Stated problem: Please show every line in the records below that contains the word "water". Case counts.

— start of Records for this task —

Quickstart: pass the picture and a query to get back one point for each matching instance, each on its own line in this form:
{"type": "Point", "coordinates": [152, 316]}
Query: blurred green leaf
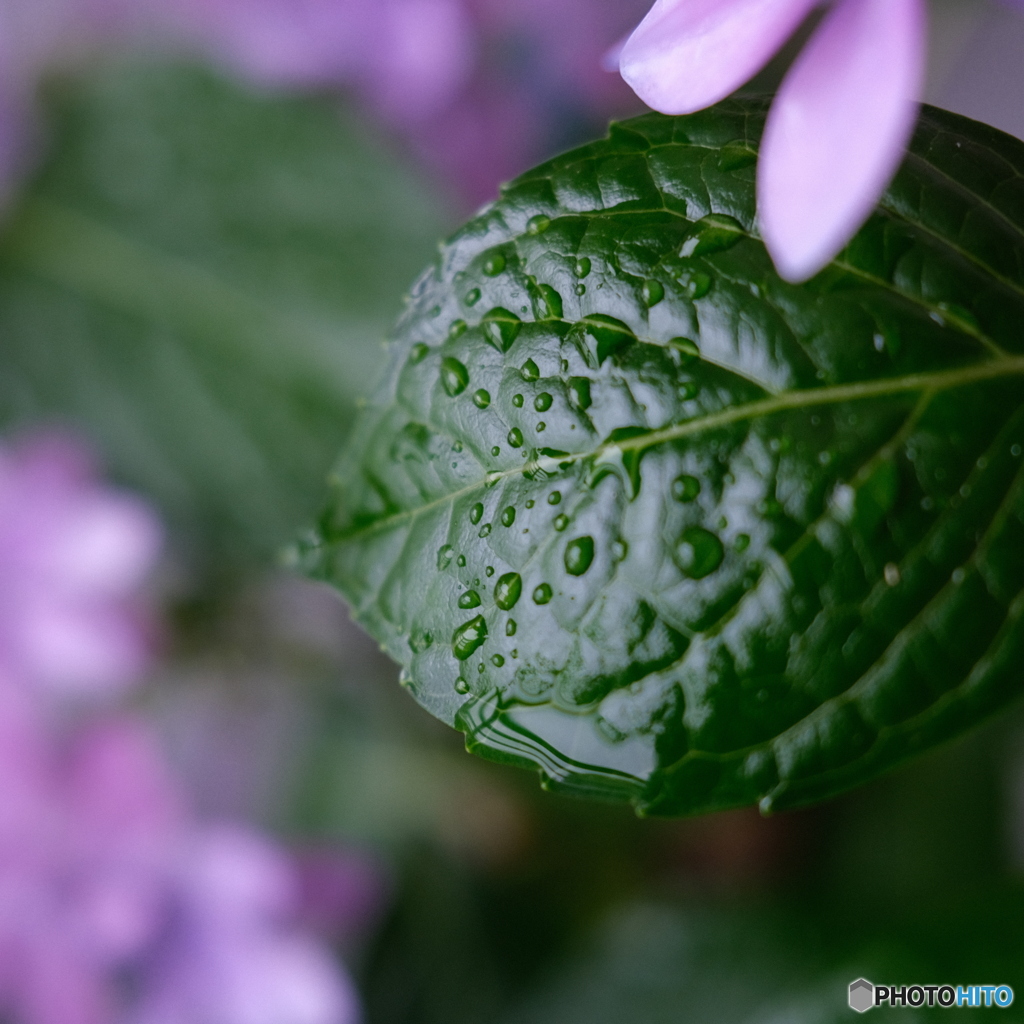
{"type": "Point", "coordinates": [200, 278]}
{"type": "Point", "coordinates": [633, 510]}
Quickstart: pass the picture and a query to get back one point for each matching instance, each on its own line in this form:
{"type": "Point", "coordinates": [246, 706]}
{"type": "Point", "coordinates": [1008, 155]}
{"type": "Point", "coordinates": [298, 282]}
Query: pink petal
{"type": "Point", "coordinates": [687, 54]}
{"type": "Point", "coordinates": [838, 130]}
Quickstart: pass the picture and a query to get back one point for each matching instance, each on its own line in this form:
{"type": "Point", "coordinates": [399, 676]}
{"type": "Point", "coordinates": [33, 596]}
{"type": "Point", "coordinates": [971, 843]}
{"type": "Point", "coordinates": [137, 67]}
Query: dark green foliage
{"type": "Point", "coordinates": [200, 279]}
{"type": "Point", "coordinates": [769, 539]}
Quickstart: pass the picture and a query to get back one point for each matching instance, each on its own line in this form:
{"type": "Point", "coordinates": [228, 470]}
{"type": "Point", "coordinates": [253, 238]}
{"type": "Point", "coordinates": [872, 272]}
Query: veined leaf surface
{"type": "Point", "coordinates": [632, 510]}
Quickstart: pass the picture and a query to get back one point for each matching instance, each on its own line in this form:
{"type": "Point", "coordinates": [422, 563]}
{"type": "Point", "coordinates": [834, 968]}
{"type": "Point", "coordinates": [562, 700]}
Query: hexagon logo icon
{"type": "Point", "coordinates": [861, 995]}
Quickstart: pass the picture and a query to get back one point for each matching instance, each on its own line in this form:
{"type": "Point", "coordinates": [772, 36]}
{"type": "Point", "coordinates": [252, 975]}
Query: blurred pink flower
{"type": "Point", "coordinates": [73, 555]}
{"type": "Point", "coordinates": [229, 954]}
{"type": "Point", "coordinates": [839, 126]}
{"type": "Point", "coordinates": [102, 876]}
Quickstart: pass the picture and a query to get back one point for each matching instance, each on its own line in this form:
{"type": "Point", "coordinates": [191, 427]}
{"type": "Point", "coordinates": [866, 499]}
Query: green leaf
{"type": "Point", "coordinates": [766, 540]}
{"type": "Point", "coordinates": [200, 279]}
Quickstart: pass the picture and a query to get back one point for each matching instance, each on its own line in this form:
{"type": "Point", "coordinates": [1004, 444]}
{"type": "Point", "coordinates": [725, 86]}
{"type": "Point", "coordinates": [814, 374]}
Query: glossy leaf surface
{"type": "Point", "coordinates": [630, 509]}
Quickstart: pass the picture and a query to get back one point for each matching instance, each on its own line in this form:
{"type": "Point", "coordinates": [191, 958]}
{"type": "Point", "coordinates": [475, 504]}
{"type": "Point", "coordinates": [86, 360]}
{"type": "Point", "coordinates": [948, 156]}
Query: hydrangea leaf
{"type": "Point", "coordinates": [630, 509]}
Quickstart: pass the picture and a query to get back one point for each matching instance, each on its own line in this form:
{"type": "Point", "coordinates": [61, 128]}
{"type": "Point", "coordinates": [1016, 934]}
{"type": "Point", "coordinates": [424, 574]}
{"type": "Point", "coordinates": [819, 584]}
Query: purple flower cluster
{"type": "Point", "coordinates": [116, 905]}
{"type": "Point", "coordinates": [842, 119]}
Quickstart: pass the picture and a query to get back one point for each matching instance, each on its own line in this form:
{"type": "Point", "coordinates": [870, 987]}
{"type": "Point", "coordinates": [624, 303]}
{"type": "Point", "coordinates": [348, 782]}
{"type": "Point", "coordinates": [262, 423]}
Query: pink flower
{"type": "Point", "coordinates": [230, 954]}
{"type": "Point", "coordinates": [73, 555]}
{"type": "Point", "coordinates": [839, 126]}
{"type": "Point", "coordinates": [87, 833]}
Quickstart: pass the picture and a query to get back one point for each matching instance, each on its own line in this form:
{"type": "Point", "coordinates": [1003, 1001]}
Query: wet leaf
{"type": "Point", "coordinates": [768, 540]}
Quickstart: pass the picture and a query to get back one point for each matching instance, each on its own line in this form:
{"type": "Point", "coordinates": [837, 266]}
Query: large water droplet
{"type": "Point", "coordinates": [713, 233]}
{"type": "Point", "coordinates": [579, 555]}
{"type": "Point", "coordinates": [547, 302]}
{"type": "Point", "coordinates": [508, 590]}
{"type": "Point", "coordinates": [469, 637]}
{"type": "Point", "coordinates": [699, 552]}
{"type": "Point", "coordinates": [494, 264]}
{"type": "Point", "coordinates": [685, 488]}
{"type": "Point", "coordinates": [651, 292]}
{"type": "Point", "coordinates": [420, 641]}
{"type": "Point", "coordinates": [501, 328]}
{"type": "Point", "coordinates": [579, 392]}
{"type": "Point", "coordinates": [689, 350]}
{"type": "Point", "coordinates": [455, 376]}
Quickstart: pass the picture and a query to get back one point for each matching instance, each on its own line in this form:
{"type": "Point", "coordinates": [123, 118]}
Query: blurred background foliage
{"type": "Point", "coordinates": [199, 276]}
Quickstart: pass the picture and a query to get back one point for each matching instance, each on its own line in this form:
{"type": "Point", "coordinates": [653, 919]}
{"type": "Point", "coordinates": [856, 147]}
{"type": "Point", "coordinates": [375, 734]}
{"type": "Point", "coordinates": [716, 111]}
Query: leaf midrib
{"type": "Point", "coordinates": [803, 398]}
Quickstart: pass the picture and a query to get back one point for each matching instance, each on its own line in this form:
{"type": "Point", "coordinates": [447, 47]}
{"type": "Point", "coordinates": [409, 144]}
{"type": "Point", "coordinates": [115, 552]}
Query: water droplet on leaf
{"type": "Point", "coordinates": [469, 637]}
{"type": "Point", "coordinates": [699, 552]}
{"type": "Point", "coordinates": [508, 591]}
{"type": "Point", "coordinates": [685, 488]}
{"type": "Point", "coordinates": [494, 264]}
{"type": "Point", "coordinates": [579, 555]}
{"type": "Point", "coordinates": [579, 392]}
{"type": "Point", "coordinates": [501, 328]}
{"type": "Point", "coordinates": [455, 376]}
{"type": "Point", "coordinates": [420, 641]}
{"type": "Point", "coordinates": [651, 292]}
{"type": "Point", "coordinates": [689, 350]}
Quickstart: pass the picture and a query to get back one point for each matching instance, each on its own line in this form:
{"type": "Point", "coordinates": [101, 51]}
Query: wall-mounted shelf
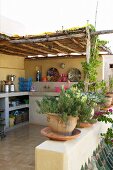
{"type": "Point", "coordinates": [18, 107]}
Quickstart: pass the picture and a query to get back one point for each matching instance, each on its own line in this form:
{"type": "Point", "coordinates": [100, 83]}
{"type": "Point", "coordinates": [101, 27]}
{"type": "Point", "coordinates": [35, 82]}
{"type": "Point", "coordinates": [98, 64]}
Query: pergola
{"type": "Point", "coordinates": [71, 43]}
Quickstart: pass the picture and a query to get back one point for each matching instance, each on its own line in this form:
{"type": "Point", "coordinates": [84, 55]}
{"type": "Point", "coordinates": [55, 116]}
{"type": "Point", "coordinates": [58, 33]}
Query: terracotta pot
{"type": "Point", "coordinates": [58, 125]}
{"type": "Point", "coordinates": [110, 94]}
{"type": "Point", "coordinates": [85, 125]}
{"type": "Point", "coordinates": [108, 101]}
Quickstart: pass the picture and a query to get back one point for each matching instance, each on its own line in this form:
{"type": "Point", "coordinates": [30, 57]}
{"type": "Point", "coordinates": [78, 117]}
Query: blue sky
{"type": "Point", "coordinates": [50, 15]}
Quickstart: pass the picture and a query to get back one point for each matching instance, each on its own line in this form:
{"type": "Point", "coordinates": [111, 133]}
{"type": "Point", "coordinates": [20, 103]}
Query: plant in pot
{"type": "Point", "coordinates": [110, 93]}
{"type": "Point", "coordinates": [108, 99]}
{"type": "Point", "coordinates": [62, 111]}
{"type": "Point", "coordinates": [87, 110]}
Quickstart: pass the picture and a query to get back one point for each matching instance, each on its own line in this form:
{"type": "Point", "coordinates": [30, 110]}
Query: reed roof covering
{"type": "Point", "coordinates": [64, 43]}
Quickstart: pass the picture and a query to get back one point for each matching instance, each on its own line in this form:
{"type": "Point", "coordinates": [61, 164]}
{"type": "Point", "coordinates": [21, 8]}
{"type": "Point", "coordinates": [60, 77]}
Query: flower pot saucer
{"type": "Point", "coordinates": [55, 136]}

— end of Records for this task —

Answer in full:
Query: large water droplet
Query: water droplet on leaf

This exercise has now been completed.